## DOCUMENT
Comprehensible. Having read a sequence of symbols in the source, their meaning needs to be comprehended.

Memorable. With applications that may consist of many thousands of line of source code (100 KLOC

is common), having developers continually rereading what they have previously read because they have forgotten the information they learned is not cost effective. Cognitive psychology has yet to come up with a model of human memory that can be used to calculate the memorability of source code. One practical approach might be to measure developer performance in reconstructing the source of a translation unit (an idea initially proposed by Shneiderman,[398] who proposed a 90–10 rule— a competent developer should be able to reconstruct functionally 90% of a translation unit after 10 minutes of study).

Unsurprising. Developers have expectations. Meeting those expectations reduces the need to remember special cases, and it reduces the possibility of faults caused by developers making assumptions (not checking that their expectations are true).

For a discussion of the issues involved in collecting data on developers’ activities and some findings, see Dewayne[339] and Bradac.[49]

11.1.1 Program understanding, not

One of the first tasks a developer has to do when given source code is figure out what it does (the word understand is often used by developers). What exactly does it mean to understanding a program? The word understanding can be interpreted in several different ways; it could imply

knowing all there is to know about a program. Internally (the source code and data structures) and externally— its execution time behavior.

knowing the external behavior of a program (or perhaps knowing the external behavior in a particular environment), but having a limited knowledge of the internal behavior.

knowing the internal details, but having a limited knowledge of the external behavior.

The concept of understanding a program is often treated as being a yes/no affair. In practice, a developer will know more than nothing and less than everything about a program. Source code can be thought of as a web of knowledge. By reading the source, developers acquire beliefs about it; these beliefs are influenced by their existing beliefs. Existing beliefs (many might be considered to be knowledge rather than belief, by the person holding them) can involve a programming language (the one the source is written in), general computing algorithms, and the application domain.

## STORED ROWS
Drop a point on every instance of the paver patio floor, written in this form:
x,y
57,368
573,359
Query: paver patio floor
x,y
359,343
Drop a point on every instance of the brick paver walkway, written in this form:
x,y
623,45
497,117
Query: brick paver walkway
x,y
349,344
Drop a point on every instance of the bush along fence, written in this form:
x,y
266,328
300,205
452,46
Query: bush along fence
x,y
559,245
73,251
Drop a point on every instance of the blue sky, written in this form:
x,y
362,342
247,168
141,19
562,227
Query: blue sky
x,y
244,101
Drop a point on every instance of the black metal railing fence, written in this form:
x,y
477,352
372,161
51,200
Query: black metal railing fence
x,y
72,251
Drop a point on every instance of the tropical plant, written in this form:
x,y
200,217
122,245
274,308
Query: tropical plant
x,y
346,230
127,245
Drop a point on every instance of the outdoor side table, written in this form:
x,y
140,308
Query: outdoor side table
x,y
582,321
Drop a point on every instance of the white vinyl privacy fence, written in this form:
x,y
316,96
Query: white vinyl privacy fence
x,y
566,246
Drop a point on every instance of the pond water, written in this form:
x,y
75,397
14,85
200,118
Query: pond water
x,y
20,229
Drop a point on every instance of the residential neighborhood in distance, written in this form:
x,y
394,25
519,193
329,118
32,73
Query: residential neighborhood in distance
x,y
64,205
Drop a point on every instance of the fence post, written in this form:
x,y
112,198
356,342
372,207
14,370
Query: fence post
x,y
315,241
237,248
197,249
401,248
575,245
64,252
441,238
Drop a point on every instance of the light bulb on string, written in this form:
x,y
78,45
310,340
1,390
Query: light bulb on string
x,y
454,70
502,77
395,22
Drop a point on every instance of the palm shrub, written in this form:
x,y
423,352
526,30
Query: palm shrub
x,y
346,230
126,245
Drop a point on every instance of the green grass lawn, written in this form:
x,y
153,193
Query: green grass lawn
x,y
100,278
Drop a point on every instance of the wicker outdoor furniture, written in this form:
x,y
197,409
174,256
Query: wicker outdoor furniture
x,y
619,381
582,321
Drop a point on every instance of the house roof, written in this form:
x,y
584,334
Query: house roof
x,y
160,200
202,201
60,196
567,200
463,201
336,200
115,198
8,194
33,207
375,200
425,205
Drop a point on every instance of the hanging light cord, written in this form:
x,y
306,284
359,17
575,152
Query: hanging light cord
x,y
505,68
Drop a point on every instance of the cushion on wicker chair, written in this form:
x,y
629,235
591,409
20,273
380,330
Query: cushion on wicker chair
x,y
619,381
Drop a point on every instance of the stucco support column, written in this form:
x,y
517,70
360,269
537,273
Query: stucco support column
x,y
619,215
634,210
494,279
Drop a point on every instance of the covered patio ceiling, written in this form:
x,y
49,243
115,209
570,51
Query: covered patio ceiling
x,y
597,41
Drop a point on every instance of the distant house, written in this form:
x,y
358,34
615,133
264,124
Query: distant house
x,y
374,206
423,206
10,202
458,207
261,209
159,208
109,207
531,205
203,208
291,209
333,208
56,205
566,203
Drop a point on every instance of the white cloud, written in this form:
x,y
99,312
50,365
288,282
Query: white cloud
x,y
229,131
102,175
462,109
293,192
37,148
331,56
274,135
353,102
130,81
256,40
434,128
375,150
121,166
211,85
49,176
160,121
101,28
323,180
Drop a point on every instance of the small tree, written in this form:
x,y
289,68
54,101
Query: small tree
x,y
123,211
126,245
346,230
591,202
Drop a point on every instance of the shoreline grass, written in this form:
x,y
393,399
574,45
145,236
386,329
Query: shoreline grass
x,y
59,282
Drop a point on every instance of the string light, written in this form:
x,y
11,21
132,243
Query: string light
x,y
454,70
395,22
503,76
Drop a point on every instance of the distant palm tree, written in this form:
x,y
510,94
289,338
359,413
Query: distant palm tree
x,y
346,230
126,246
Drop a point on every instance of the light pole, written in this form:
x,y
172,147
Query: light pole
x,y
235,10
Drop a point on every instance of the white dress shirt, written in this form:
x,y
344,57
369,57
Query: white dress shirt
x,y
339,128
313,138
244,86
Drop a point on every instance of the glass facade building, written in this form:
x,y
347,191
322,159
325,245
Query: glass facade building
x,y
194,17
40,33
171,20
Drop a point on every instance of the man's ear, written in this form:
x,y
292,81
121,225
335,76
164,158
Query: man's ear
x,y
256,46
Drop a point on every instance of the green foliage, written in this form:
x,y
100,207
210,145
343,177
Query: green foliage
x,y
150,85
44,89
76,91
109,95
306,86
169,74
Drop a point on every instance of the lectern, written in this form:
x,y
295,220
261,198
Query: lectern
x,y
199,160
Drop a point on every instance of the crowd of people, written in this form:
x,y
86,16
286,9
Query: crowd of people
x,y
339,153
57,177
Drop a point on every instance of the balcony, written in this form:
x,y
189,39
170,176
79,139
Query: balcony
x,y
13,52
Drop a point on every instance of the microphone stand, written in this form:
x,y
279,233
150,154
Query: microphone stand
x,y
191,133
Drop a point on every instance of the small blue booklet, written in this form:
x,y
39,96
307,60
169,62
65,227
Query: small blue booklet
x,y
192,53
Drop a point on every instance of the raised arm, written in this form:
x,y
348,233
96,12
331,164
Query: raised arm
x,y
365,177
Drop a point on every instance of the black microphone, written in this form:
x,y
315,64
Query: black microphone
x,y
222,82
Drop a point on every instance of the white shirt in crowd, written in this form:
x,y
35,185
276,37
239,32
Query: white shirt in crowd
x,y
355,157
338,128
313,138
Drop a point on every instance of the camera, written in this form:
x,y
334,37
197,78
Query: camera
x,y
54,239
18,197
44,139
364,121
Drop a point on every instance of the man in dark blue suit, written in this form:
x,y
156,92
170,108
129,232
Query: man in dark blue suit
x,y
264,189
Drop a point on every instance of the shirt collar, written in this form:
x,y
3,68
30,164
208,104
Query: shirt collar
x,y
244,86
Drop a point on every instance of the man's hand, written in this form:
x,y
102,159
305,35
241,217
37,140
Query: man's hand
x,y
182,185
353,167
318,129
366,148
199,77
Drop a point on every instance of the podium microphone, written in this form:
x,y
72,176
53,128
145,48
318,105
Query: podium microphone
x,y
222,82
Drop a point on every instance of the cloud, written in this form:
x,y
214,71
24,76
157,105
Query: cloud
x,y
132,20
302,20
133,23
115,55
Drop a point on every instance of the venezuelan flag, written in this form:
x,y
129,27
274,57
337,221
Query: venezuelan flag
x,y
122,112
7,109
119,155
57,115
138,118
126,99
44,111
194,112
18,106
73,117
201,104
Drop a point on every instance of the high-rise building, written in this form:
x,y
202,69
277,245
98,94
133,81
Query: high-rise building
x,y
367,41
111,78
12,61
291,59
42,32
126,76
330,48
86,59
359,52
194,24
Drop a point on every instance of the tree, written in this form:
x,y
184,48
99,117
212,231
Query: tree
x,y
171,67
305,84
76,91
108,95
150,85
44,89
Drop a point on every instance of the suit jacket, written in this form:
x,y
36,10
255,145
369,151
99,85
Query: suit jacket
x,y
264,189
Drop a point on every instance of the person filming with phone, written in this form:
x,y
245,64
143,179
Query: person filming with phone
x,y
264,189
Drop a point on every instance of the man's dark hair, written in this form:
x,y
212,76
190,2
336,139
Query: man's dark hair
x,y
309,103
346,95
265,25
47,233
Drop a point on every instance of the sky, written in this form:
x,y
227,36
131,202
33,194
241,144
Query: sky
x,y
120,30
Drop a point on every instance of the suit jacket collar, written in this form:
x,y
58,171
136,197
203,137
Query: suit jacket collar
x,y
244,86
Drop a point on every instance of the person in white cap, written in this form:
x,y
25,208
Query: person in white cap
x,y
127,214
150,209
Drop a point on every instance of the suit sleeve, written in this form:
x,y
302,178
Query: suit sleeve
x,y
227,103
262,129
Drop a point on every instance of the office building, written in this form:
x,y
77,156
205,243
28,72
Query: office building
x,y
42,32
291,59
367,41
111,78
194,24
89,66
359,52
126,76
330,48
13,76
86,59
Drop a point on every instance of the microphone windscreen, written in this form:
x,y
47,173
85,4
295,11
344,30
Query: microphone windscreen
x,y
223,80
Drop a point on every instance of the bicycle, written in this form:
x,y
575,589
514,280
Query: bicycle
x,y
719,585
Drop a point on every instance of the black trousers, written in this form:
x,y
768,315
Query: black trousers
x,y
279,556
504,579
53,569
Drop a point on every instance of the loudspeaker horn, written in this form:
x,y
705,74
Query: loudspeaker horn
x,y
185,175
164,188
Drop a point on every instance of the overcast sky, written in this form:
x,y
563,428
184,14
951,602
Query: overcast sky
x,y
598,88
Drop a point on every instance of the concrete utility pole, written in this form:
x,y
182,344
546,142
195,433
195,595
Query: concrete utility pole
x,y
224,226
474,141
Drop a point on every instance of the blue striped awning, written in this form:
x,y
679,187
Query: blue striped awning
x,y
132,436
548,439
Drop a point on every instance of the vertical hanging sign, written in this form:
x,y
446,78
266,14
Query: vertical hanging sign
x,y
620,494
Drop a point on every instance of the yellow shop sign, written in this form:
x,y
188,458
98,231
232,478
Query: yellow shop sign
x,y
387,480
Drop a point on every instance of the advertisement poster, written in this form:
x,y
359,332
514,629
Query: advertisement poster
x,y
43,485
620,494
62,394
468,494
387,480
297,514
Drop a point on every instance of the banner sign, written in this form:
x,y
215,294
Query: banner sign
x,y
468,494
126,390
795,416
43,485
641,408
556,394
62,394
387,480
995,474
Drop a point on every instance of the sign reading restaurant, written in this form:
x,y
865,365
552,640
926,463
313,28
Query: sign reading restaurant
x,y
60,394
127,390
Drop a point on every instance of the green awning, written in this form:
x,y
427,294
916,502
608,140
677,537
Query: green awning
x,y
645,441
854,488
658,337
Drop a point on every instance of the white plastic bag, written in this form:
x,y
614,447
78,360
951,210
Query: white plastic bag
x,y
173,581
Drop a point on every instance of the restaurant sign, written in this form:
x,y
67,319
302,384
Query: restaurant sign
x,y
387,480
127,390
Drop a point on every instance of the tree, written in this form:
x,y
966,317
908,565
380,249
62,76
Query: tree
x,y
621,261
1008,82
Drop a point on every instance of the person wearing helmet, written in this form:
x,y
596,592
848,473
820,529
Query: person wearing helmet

## WRITTEN EXERCISE A
In the text on program understanding, why does it help when source code meets developers' expectations? Answer in one to three sentences.
## WRITTEN EXERCISE B
Carry on the text on program understanding from its final sentence.

## WRITTEN REPLY A
Meeting developers' expectations reduces the need to remember special cases. It also reduces the possibility of faults that come from developers making assumptions without checking that their expectations are true.

## WRITTEN REPLY B
When reading a piece of source code for the first time, a developer does not start with an empty set of beliefs. Developers will have existing beliefs, which will affect the interpretation given to the source code read. Developers learn about a program, a continuous process without a well-defined ending. This learning process involves the creation of new beliefs and the modification of existing ones. Using a term ( understanding) that implies a yes/no answer is not appropriate. Throughout this book, the term comprehension is used, not understanding.

Program comprehension is not an end in itself. The purpose of the investment in acquiring this knowledge (using the definition of knowledge as “belief plus complete conviction and conclusive justification”) is for the developer to be in a position to be able predict the behavior of a program sufficiently well to be able to change it. Program comprehension is not so much knowledge of the source code as the ability to predict the effects of the constructs it contains (developers do have knowledge of the source code; for instance, knowing which source file contains a declaration).

While this book does not directly get involved in theories of how people learn, program comprehension is a learning process. There are two main theories that attempt to explain learning. Empirical learning techniques look for similarities and differences between positive and negative examples of a concept.